Task requirements – Find each line of the records below that contains the word "negative" with matching case, and copy those lines.

Data –
=== Section Start ===
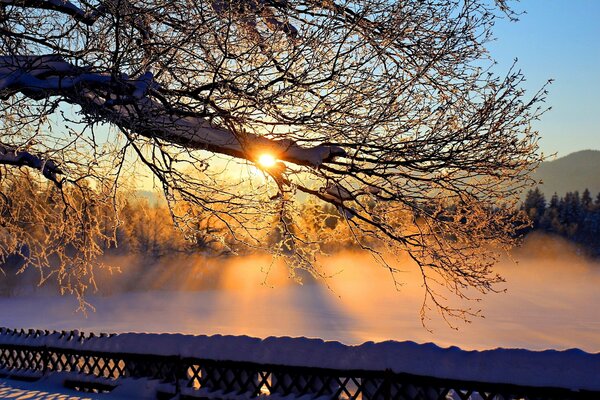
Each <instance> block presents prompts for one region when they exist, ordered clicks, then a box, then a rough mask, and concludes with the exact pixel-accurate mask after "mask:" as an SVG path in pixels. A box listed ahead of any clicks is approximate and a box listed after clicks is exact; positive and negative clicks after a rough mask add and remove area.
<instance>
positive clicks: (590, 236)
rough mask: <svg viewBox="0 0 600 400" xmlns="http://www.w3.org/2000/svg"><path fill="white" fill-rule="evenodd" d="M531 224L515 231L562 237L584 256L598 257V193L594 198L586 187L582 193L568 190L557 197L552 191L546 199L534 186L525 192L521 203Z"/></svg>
mask: <svg viewBox="0 0 600 400" xmlns="http://www.w3.org/2000/svg"><path fill="white" fill-rule="evenodd" d="M521 210H523V211H524V212H525V213H526V214H527V216H528V217H529V219H530V220H531V225H530V226H529V227H526V228H522V229H521V230H520V232H519V233H521V234H527V233H529V232H531V231H541V232H546V233H550V234H554V235H558V236H560V237H563V238H565V239H567V240H569V241H571V242H573V243H575V244H577V245H578V246H580V248H581V249H582V250H583V251H584V252H585V253H586V254H588V255H591V256H600V240H598V237H599V236H600V193H598V194H597V195H596V197H595V198H593V197H592V194H591V193H590V191H589V190H588V189H585V190H584V191H583V193H581V194H580V193H579V192H578V191H575V192H568V193H566V194H565V195H564V196H562V197H559V196H558V194H557V193H554V194H553V195H552V197H551V198H550V200H549V201H548V200H546V197H545V196H544V194H543V193H542V192H541V191H540V190H539V188H535V189H532V190H529V191H528V192H527V196H526V197H525V201H524V202H523V204H522V206H521Z"/></svg>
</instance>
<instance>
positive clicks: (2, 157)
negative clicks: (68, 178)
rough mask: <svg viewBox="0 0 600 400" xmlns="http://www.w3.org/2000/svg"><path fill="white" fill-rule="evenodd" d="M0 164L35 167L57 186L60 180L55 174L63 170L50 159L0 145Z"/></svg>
mask: <svg viewBox="0 0 600 400" xmlns="http://www.w3.org/2000/svg"><path fill="white" fill-rule="evenodd" d="M0 164H6V165H14V166H23V167H30V168H33V169H37V170H39V171H41V172H42V174H43V175H44V176H45V177H46V178H47V179H49V180H51V181H52V182H54V183H55V184H56V185H57V186H61V184H62V182H61V180H60V179H59V178H58V176H57V175H59V174H62V173H63V172H62V171H61V170H60V168H59V167H58V166H57V165H56V163H55V162H54V161H52V160H46V159H43V158H42V157H39V156H36V155H34V154H31V153H29V152H27V151H24V150H18V149H15V148H12V147H9V146H4V145H0Z"/></svg>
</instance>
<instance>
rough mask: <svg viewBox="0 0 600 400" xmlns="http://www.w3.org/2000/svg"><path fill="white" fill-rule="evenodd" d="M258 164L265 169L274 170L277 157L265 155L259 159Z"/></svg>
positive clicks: (266, 153) (260, 155) (269, 154)
mask: <svg viewBox="0 0 600 400" xmlns="http://www.w3.org/2000/svg"><path fill="white" fill-rule="evenodd" d="M257 162H258V164H259V165H260V166H261V167H263V168H272V167H274V166H275V163H276V162H277V160H276V159H275V157H273V155H271V154H269V153H263V154H261V155H260V156H259V157H258V160H257Z"/></svg>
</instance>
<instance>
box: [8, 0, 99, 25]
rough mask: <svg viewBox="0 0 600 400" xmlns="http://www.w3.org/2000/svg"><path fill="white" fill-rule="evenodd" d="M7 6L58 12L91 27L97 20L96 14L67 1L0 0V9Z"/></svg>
mask: <svg viewBox="0 0 600 400" xmlns="http://www.w3.org/2000/svg"><path fill="white" fill-rule="evenodd" d="M7 5H10V6H15V7H23V8H37V9H43V10H52V11H58V12H61V13H63V14H67V15H70V16H72V17H73V18H75V19H76V20H77V21H80V22H83V23H84V24H86V25H93V24H94V22H95V21H96V19H97V18H98V14H97V13H95V12H92V13H87V12H85V11H83V10H82V9H81V8H79V7H77V6H76V5H75V4H73V3H71V2H70V1H68V0H0V7H2V6H7Z"/></svg>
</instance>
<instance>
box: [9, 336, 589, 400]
mask: <svg viewBox="0 0 600 400" xmlns="http://www.w3.org/2000/svg"><path fill="white" fill-rule="evenodd" d="M55 373H61V374H65V376H66V378H65V384H66V385H68V386H70V387H74V388H79V389H81V390H88V391H90V390H91V391H100V392H103V391H104V392H106V391H110V390H112V389H113V388H114V387H117V386H118V385H119V384H120V383H121V382H123V381H128V379H127V378H145V381H149V380H153V381H154V382H161V383H160V385H158V386H155V389H156V397H157V398H164V399H169V398H172V397H174V396H179V398H181V399H185V398H189V399H197V398H221V399H246V398H253V397H258V396H268V397H267V398H268V399H273V400H275V399H280V398H284V397H285V398H286V399H293V398H298V397H302V398H303V399H316V398H318V399H364V400H387V399H403V400H404V399H405V400H417V399H419V400H430V399H437V400H440V399H452V400H459V399H460V400H467V399H468V400H482V399H483V400H491V399H494V400H500V399H503V400H508V399H565V400H566V399H590V400H591V399H594V400H597V399H600V354H589V353H585V352H583V351H581V350H567V351H543V352H533V351H527V350H516V349H515V350H504V349H497V350H490V351H482V352H479V351H463V350H460V349H458V348H455V347H452V348H447V349H444V348H440V347H437V346H435V345H433V344H424V345H420V344H416V343H412V342H384V343H372V342H369V343H364V344H362V345H360V346H346V345H343V344H341V343H338V342H324V341H322V340H317V339H306V338H267V339H257V338H250V337H247V336H219V335H217V336H190V335H174V334H160V335H158V334H156V335H153V334H133V333H127V334H119V335H105V334H101V335H99V336H96V335H93V334H90V335H84V334H82V333H79V332H77V331H72V332H49V331H39V330H28V331H25V330H11V329H4V328H2V329H0V375H1V374H4V375H8V376H13V377H20V378H21V379H23V378H27V379H37V378H38V377H40V376H43V375H49V374H55ZM129 381H131V379H129Z"/></svg>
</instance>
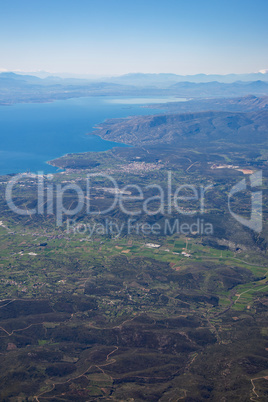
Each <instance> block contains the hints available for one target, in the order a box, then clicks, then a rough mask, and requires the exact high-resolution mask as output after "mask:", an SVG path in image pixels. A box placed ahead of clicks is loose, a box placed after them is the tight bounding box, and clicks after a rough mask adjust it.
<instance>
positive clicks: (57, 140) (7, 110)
mask: <svg viewBox="0 0 268 402" xmlns="http://www.w3.org/2000/svg"><path fill="white" fill-rule="evenodd" d="M171 100H173V99H169V98H165V99H161V102H162V103H163V102H164V101H166V102H168V101H171ZM178 100H180V99H177V101H178ZM181 100H182V101H183V100H184V99H181ZM173 101H174V100H173ZM149 103H154V100H153V99H152V98H148V99H146V98H142V99H140V98H139V99H138V101H136V100H135V98H129V97H121V98H118V97H116V98H115V97H87V98H73V99H68V100H64V101H55V102H52V103H24V104H15V105H12V106H0V175H4V174H12V173H22V172H26V171H30V172H33V173H36V172H38V171H42V172H44V173H53V172H56V171H57V169H56V168H54V167H52V166H50V165H49V164H47V163H46V162H47V161H49V160H52V159H55V158H58V157H60V156H62V155H65V154H67V153H80V152H98V151H106V150H108V149H111V148H112V147H114V146H120V147H122V146H126V145H124V144H117V143H114V142H110V141H105V140H102V139H101V138H100V137H98V136H88V135H86V134H87V133H89V132H91V131H93V130H94V127H95V126H96V125H97V124H100V123H102V122H103V121H105V120H106V119H111V118H124V117H128V116H134V115H149V114H155V113H160V112H161V110H160V109H149V108H143V107H142V106H143V105H146V104H149Z"/></svg>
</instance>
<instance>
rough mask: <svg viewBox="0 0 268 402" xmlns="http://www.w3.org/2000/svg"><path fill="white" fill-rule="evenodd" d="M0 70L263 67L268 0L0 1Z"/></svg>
mask: <svg viewBox="0 0 268 402" xmlns="http://www.w3.org/2000/svg"><path fill="white" fill-rule="evenodd" d="M0 4H1V13H0V70H1V71H4V70H8V71H30V72H32V71H39V70H44V71H48V72H51V73H57V72H68V73H74V74H89V75H106V76H111V75H121V74H127V73H135V72H143V73H175V74H182V75H186V74H197V73H205V74H213V73H215V74H228V73H247V72H257V71H260V70H264V69H268V24H267V15H268V1H267V0H254V1H252V0H243V1H242V0H232V1H230V0H165V1H159V0H153V1H152V0H135V1H134V0H131V1H129V0H53V1H51V0H46V1H44V0H42V1H40V0H23V1H22V0H1V3H0Z"/></svg>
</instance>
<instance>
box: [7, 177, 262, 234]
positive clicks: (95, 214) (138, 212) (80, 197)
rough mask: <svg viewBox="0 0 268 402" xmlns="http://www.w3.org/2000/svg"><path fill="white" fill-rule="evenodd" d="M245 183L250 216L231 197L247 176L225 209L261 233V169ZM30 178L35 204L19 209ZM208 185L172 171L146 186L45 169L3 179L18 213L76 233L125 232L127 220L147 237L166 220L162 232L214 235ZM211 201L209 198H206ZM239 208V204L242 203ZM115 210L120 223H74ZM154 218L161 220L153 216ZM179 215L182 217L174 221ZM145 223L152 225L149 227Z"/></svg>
mask: <svg viewBox="0 0 268 402" xmlns="http://www.w3.org/2000/svg"><path fill="white" fill-rule="evenodd" d="M249 181H250V189H251V211H250V218H246V217H244V216H242V215H239V213H237V212H235V211H234V210H233V209H232V199H233V198H234V197H235V196H236V195H238V194H239V193H243V192H245V191H246V190H247V182H246V179H243V180H241V181H240V182H239V183H237V184H236V185H235V186H233V187H232V189H231V191H230V192H229V194H228V199H226V204H225V207H223V208H224V210H226V209H227V210H229V212H230V214H231V216H232V217H233V218H235V219H236V220H237V221H238V222H239V223H241V224H242V225H244V226H246V227H248V228H250V229H252V230H254V231H255V232H258V233H260V232H261V230H262V201H263V199H262V191H260V190H258V189H256V190H255V188H256V187H259V186H261V185H262V172H261V171H258V172H256V173H253V174H252V175H250V177H249ZM29 182H30V183H31V184H30V185H31V191H32V190H33V189H34V192H35V194H36V196H35V197H36V202H35V203H32V204H31V208H30V209H29V208H28V209H27V208H26V207H23V208H22V207H21V205H20V203H19V202H18V201H17V197H16V189H18V187H20V186H22V187H23V186H25V183H26V184H27V185H26V187H27V186H28V184H29ZM212 188H213V185H212V184H209V185H207V186H203V185H201V186H196V185H192V184H180V185H178V182H177V180H175V179H174V176H173V173H172V172H167V177H166V181H165V183H164V184H163V185H162V186H161V185H159V184H152V183H150V184H147V185H146V184H145V185H144V186H140V185H137V184H131V183H129V184H126V185H123V186H122V184H121V185H120V186H119V185H118V182H117V181H116V180H115V179H114V178H113V177H112V176H109V175H106V174H104V173H96V174H89V175H87V177H86V178H85V179H82V181H81V180H80V182H78V181H77V182H76V181H72V182H66V181H63V182H62V183H59V182H56V181H54V180H53V175H44V174H43V172H39V173H38V174H37V175H34V174H27V173H24V174H19V175H16V176H14V177H13V178H12V179H11V180H10V181H9V182H8V183H7V186H6V202H7V205H8V206H9V208H10V209H11V210H12V211H13V212H15V213H16V214H19V215H31V216H32V215H36V214H39V215H47V216H49V215H54V216H55V218H56V225H57V226H62V225H63V223H65V222H66V221H67V220H68V222H69V223H68V225H69V226H68V229H69V230H70V231H73V233H79V234H81V233H82V232H83V230H84V231H87V232H89V233H97V234H98V233H100V234H101V233H103V234H109V235H120V234H121V233H122V232H123V231H125V230H126V229H125V227H124V225H123V226H122V223H123V222H126V221H127V223H125V225H126V226H127V233H132V232H133V231H136V233H137V234H142V235H146V234H148V235H149V234H154V232H155V231H157V230H158V226H159V225H158V223H159V222H160V221H162V222H163V220H164V225H163V227H164V234H166V235H168V233H175V232H176V233H183V234H195V233H196V234H201V235H202V234H207V235H211V234H213V227H212V225H211V224H210V223H209V222H207V223H208V225H207V226H206V225H205V223H206V222H205V221H204V220H202V219H201V218H202V217H204V215H205V214H206V212H207V211H206V207H207V202H208V200H207V198H206V197H207V193H208V192H209V191H211V190H212ZM253 190H255V191H253ZM211 199H212V197H210V200H211ZM227 201H228V202H227ZM68 202H69V204H68ZM211 202H212V201H210V203H211ZM33 205H34V206H35V207H34V208H33V207H32V206H33ZM240 207H243V205H242V204H241V202H240V205H239V208H240ZM242 209H243V208H242ZM115 211H119V212H120V222H121V223H120V224H119V223H118V222H113V221H111V220H110V221H109V224H107V222H106V223H105V225H102V224H100V223H98V225H97V226H96V225H95V226H92V225H91V226H82V227H80V226H78V227H77V226H75V222H76V219H77V218H78V217H79V216H80V218H81V216H89V217H90V220H91V222H93V221H94V219H96V220H97V221H100V218H102V219H105V217H108V218H111V217H112V216H113V215H114V212H115ZM155 216H158V217H160V219H152V218H153V217H155ZM178 216H181V217H184V218H185V219H184V220H180V221H178V219H177V218H178ZM145 217H147V219H145ZM167 217H168V220H167V219H166V218H167ZM193 217H196V218H197V219H196V220H195V221H194V222H193V221H191V219H192V218H193ZM121 218H122V219H121ZM133 218H135V219H137V224H136V223H135V224H133V220H132V219H133ZM139 219H140V221H142V222H143V223H142V226H140V225H141V223H139V222H138V220H139ZM174 220H175V224H174ZM146 221H147V222H146ZM144 222H145V223H144ZM149 222H154V223H155V224H154V225H151V224H150V223H149ZM189 222H191V223H189ZM120 225H121V226H120ZM174 225H175V226H174ZM187 225H188V226H187ZM174 228H175V229H174Z"/></svg>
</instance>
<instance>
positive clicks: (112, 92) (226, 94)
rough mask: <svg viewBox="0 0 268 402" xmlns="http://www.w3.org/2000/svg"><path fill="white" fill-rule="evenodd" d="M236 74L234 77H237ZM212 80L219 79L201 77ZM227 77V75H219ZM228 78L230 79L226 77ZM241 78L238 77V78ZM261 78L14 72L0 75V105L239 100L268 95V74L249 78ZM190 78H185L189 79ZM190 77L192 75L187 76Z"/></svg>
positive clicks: (128, 74)
mask: <svg viewBox="0 0 268 402" xmlns="http://www.w3.org/2000/svg"><path fill="white" fill-rule="evenodd" d="M234 76H235V75H232V77H234ZM190 77H192V79H193V77H196V78H195V79H197V77H199V79H200V80H201V78H202V77H203V79H204V80H205V79H206V80H208V79H209V77H210V79H211V78H212V77H213V78H215V76H206V75H204V74H200V75H198V76H190ZM219 77H223V76H219ZM225 77H227V76H225ZM235 77H237V76H235ZM247 77H248V78H250V77H254V78H256V77H261V78H263V79H264V80H259V79H258V80H254V81H246V80H245V81H242V80H240V81H235V82H232V83H226V82H219V81H215V80H214V81H209V82H193V81H192V82H191V81H185V80H184V81H179V82H176V80H181V79H182V76H176V75H175V74H128V75H125V76H121V77H117V78H107V79H105V80H102V81H97V80H87V79H78V78H60V77H54V76H49V77H46V78H40V77H36V76H34V75H22V74H16V73H12V72H3V73H1V74H0V104H13V103H18V102H48V101H53V100H57V99H69V98H74V97H75V98H77V97H83V96H98V95H107V96H108V95H109V96H137V97H143V96H145V97H148V96H149V97H153V96H173V97H174V96H175V97H181V98H182V97H185V98H216V97H237V96H245V95H257V96H266V95H268V81H266V80H267V79H268V74H267V73H263V74H262V73H259V74H253V75H250V74H249V75H247ZM185 78H186V77H184V79H185ZM187 78H189V76H188V77H187Z"/></svg>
=== Section End ===
Exercise result –
Each <instance> block presents prompts for one region when they exist, ordered clicks, then a box, then a rough mask, and concludes with the exact pixel-accurate mask after "mask:" as an SVG path in pixels. A box listed ahead of any clicks is approximate and a box listed after clicks is exact; positive and negative clicks after a rough mask add and remove area.
negative clicks: (68, 178)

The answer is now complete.